Lay out all the rows below as a two-column CSV with the headers instruction and boxes, one line per row, with each row's text under instruction and its answer under boxes. Enclose every field in double quotes and replace any line breaks inside a field with spaces.

[Detection examples]
----

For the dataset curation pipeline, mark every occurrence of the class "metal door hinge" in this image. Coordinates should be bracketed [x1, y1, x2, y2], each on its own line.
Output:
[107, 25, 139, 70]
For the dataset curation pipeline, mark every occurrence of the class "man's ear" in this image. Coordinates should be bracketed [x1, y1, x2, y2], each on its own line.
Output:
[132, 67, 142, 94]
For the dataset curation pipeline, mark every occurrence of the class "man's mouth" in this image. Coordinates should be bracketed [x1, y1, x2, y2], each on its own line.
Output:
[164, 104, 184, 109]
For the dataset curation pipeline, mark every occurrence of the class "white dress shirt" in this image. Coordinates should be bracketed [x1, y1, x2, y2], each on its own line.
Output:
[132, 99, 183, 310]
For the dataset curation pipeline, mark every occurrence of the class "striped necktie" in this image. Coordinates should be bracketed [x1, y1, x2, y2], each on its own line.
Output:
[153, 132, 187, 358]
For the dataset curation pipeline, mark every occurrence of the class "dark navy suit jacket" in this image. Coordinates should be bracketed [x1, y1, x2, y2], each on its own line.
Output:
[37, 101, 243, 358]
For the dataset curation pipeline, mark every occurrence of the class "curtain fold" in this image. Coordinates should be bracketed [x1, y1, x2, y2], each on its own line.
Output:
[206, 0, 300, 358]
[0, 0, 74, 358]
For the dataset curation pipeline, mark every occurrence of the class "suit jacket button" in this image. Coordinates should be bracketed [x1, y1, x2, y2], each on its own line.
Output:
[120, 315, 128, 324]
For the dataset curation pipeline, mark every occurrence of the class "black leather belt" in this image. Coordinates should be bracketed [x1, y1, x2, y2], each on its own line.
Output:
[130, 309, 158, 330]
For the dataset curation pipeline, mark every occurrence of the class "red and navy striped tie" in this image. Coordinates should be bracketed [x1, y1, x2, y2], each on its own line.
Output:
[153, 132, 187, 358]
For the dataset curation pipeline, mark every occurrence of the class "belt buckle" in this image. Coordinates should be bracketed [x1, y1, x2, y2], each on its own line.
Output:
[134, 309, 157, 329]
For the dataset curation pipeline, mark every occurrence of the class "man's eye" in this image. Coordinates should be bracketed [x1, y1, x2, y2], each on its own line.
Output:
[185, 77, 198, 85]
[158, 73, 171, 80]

----

■ Exercise response ■
instruction,boxes
"For the dataset curation pipeline, mark every occurrence of the class ""metal door hinge"" in this image. Coordinates should be bracketed [x1, y1, x2, y2], each on its own line. Output:","[107, 25, 139, 70]"
"For the dataset curation pipeline, mark every occurrence of the class ""man's ear"" in this image. Coordinates should be bracketed [x1, y1, x2, y2], each on its own line. Output:","[132, 67, 142, 94]"
"For the dataset curation pipeline, mark every occurrence of the class ""man's mouth"" in this image. Coordinates should be bracketed [x1, y1, x2, y2], each on its own line. Output:","[164, 104, 184, 109]"
"For the dataset curation pipeline, mark every occurrence of the class ""white dress shirt"" in this image. Coordinates should be bracketed [x1, y1, x2, y2], each on its own line. Output:","[132, 99, 183, 310]"
"For the dataset curation pipeline, mark every occurrence of the class ""striped necktie"" in this image. Coordinates should be bracketed [x1, y1, x2, y2], each on its own line. Output:","[153, 132, 187, 358]"
"For the dataset curation pipeline, mark every occurrence of the class ""dark navy suit jacket"" in this image. Coordinates should be bracketed [x1, y1, x2, y2], each on its own line. Output:","[37, 101, 243, 358]"
"For the dataset curation pipeline, mark every occurrence of the class ""curtain fold"" in this image. Coordinates should be bracketed [x1, y1, x2, y2], each on its own line. Output:","[206, 0, 300, 358] [0, 0, 74, 358]"
"For the dataset curation pipeline, mark every occurrence of the class ""suit jacket button"" in this image. Coordinates should be bracketed [x1, y1, x2, y2], each on its own line. Output:","[120, 315, 128, 324]"
"For the dataset curation pipeline, mark every occurrence of the class ""black leather belt"" in this image. Coordinates should be bracketed [x1, y1, x2, y2], each on its own line. Output:","[130, 309, 158, 330]"
"For the dataset curation pipeline, mark every occurrence of the class ""red and navy striped tie"" in this image. Coordinates should be bracketed [x1, y1, x2, y2], each on its own line. Output:","[153, 132, 187, 358]"
"For the dataset curation pipeline, mark every occurrence of the class ""belt buckle"" in this image. Coordinates should be bracketed [x1, y1, x2, y2], each on its own line. Output:","[134, 309, 157, 329]"
"For the dataset curation pipeline, mark every occurrence of the class ""man's eye"" in this image. Coordinates should be bracketed [x1, y1, x2, y2], each on its own line. Output:","[185, 77, 198, 85] [158, 73, 171, 80]"